• [Source data]:

********************

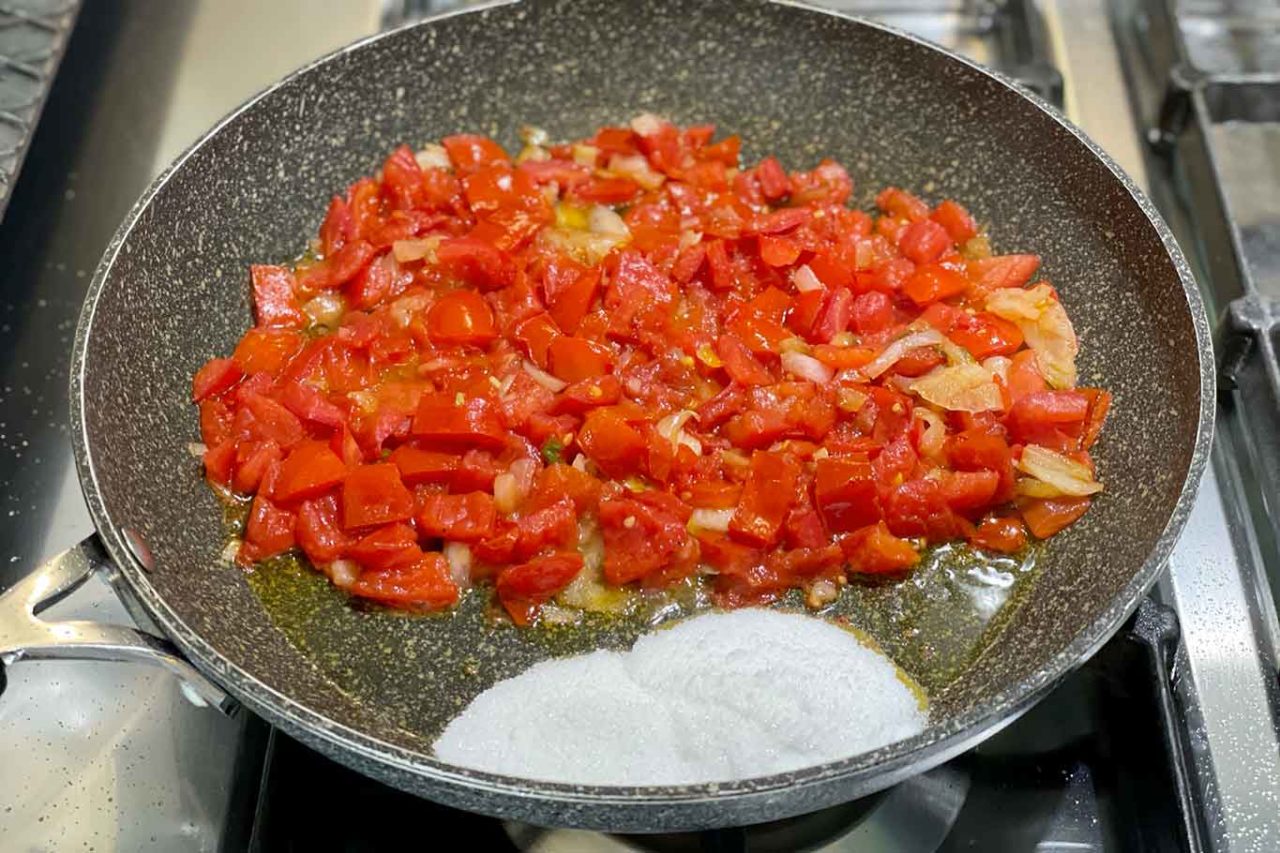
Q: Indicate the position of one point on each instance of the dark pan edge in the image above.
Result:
(650, 808)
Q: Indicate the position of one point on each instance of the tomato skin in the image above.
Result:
(274, 301)
(935, 282)
(444, 423)
(1047, 516)
(425, 584)
(535, 582)
(309, 470)
(214, 378)
(876, 551)
(1002, 534)
(846, 495)
(956, 220)
(375, 495)
(768, 493)
(462, 518)
(1004, 270)
(576, 359)
(461, 318)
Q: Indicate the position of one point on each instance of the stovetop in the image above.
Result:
(1168, 739)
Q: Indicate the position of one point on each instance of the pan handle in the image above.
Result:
(24, 635)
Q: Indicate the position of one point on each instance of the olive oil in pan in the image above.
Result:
(421, 670)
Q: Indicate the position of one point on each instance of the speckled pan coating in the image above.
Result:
(172, 291)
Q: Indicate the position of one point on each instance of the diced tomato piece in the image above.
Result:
(462, 518)
(964, 491)
(522, 588)
(1002, 534)
(425, 584)
(956, 220)
(417, 465)
(444, 422)
(901, 204)
(266, 350)
(309, 470)
(576, 359)
(1047, 516)
(461, 318)
(553, 525)
(275, 305)
(739, 361)
(768, 493)
(375, 495)
(393, 546)
(846, 495)
(214, 378)
(935, 282)
(611, 442)
(924, 241)
(876, 551)
(470, 151)
(1004, 270)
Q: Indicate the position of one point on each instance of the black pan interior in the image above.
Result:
(795, 82)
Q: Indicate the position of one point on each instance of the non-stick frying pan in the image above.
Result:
(373, 689)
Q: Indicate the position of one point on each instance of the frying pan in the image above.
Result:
(373, 689)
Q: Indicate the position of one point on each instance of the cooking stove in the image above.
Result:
(1166, 740)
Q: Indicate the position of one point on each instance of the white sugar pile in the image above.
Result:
(717, 697)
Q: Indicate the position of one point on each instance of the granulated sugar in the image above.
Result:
(714, 698)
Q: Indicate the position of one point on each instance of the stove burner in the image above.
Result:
(914, 816)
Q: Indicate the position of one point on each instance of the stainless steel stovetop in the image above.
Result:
(1169, 739)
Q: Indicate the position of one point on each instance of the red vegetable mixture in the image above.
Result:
(631, 360)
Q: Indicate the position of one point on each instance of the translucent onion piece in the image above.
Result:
(1060, 471)
(961, 387)
(804, 279)
(458, 553)
(807, 368)
(716, 520)
(899, 349)
(433, 156)
(545, 379)
(1046, 328)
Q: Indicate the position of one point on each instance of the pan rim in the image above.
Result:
(671, 806)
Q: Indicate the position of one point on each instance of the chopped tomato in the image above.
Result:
(375, 495)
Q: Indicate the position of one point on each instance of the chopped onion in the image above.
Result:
(935, 432)
(586, 155)
(342, 573)
(807, 368)
(545, 379)
(433, 156)
(804, 279)
(458, 553)
(325, 309)
(1046, 328)
(892, 352)
(636, 167)
(960, 387)
(997, 366)
(648, 123)
(1057, 470)
(606, 220)
(714, 520)
(411, 250)
(821, 593)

********************

• [REQUEST]: Reproduce the lines above word for word, leaving out the pictures.

• [RESULT OF THE EXERCISE]:
Q: Indicate the position of one point on each instance of the dark pan edge in the image above.
Result:
(650, 808)
Q: Indicate the position of one point on each instance of the tomato skin in the image above.
Result:
(274, 301)
(935, 282)
(444, 423)
(1047, 516)
(425, 584)
(535, 582)
(309, 470)
(214, 378)
(876, 551)
(1002, 534)
(846, 495)
(956, 220)
(375, 495)
(768, 493)
(462, 518)
(1004, 270)
(576, 359)
(461, 318)
Q: Indicate the position of one point on each instance of the stovetop in the image above.
Result:
(1168, 739)
Q: Indicate the position of one point on each instance of the pan handle in the image above.
Result:
(24, 635)
Q: Indicate the position of one point on each instance of the olive oil in pan in the image above.
Result:
(421, 670)
Q: Indicate the position of one point on each instance of the speckled pan coating in the image above.
Result:
(172, 291)
Q: Indicate the position of one point on each instance of the diced tomato piece in the image above.
Result:
(462, 518)
(964, 491)
(522, 588)
(1002, 534)
(425, 584)
(956, 220)
(417, 465)
(444, 422)
(901, 204)
(266, 350)
(309, 470)
(576, 359)
(1047, 516)
(461, 318)
(553, 525)
(275, 305)
(739, 361)
(768, 493)
(375, 495)
(393, 546)
(846, 495)
(214, 378)
(935, 282)
(611, 442)
(924, 241)
(876, 551)
(470, 151)
(1004, 270)
Q: Indicate the position of one point on each instance of the black pan interior in the image above.
Result:
(795, 82)
Q: Indicate the position of one point on each instance of the non-stick frying pan in the image above.
Result:
(373, 689)
Q: Indicate the position of one point on each instance of the frying pan in the image above.
Result:
(373, 689)
Q: Indicate the position of one point on each instance of the cooking stove in the image above.
Result:
(1166, 740)
Q: Indicate the position of one point on each instance of the white sugar pile in the image above.
Result:
(717, 697)
Q: Indicate the position of one point on each instance of the granulated sugar in the image above.
Result:
(714, 698)
Q: Indicate the position of one point on each instance of the stove burner in the image above.
Result:
(914, 816)
Q: Indicate the position of one point on each instance of the stainless steel stovetop in the image above.
Result:
(1169, 739)
Q: Indicate the position of one point on each instance of the red vegetable mixture in the image above.
Result:
(631, 360)
Q: Indicate the position of one point on each instance of the translucent onion piece in the image above.
Result:
(1060, 471)
(961, 387)
(804, 279)
(458, 553)
(807, 368)
(716, 520)
(899, 349)
(433, 156)
(545, 379)
(1046, 328)
Q: Indicate the position of one point on each instance of the pan rim in the image above.
Result:
(671, 806)
Q: Indicate the position of one point on each instance of the chopped tomato in the image above.
Result:
(375, 495)
Q: Indicate the position of one point on each instance of the chopped onion in the image above.
Result:
(935, 432)
(586, 155)
(342, 573)
(807, 368)
(545, 379)
(433, 156)
(804, 279)
(458, 553)
(325, 309)
(1046, 328)
(892, 352)
(636, 167)
(960, 387)
(997, 366)
(648, 123)
(1057, 470)
(606, 220)
(714, 520)
(411, 250)
(821, 593)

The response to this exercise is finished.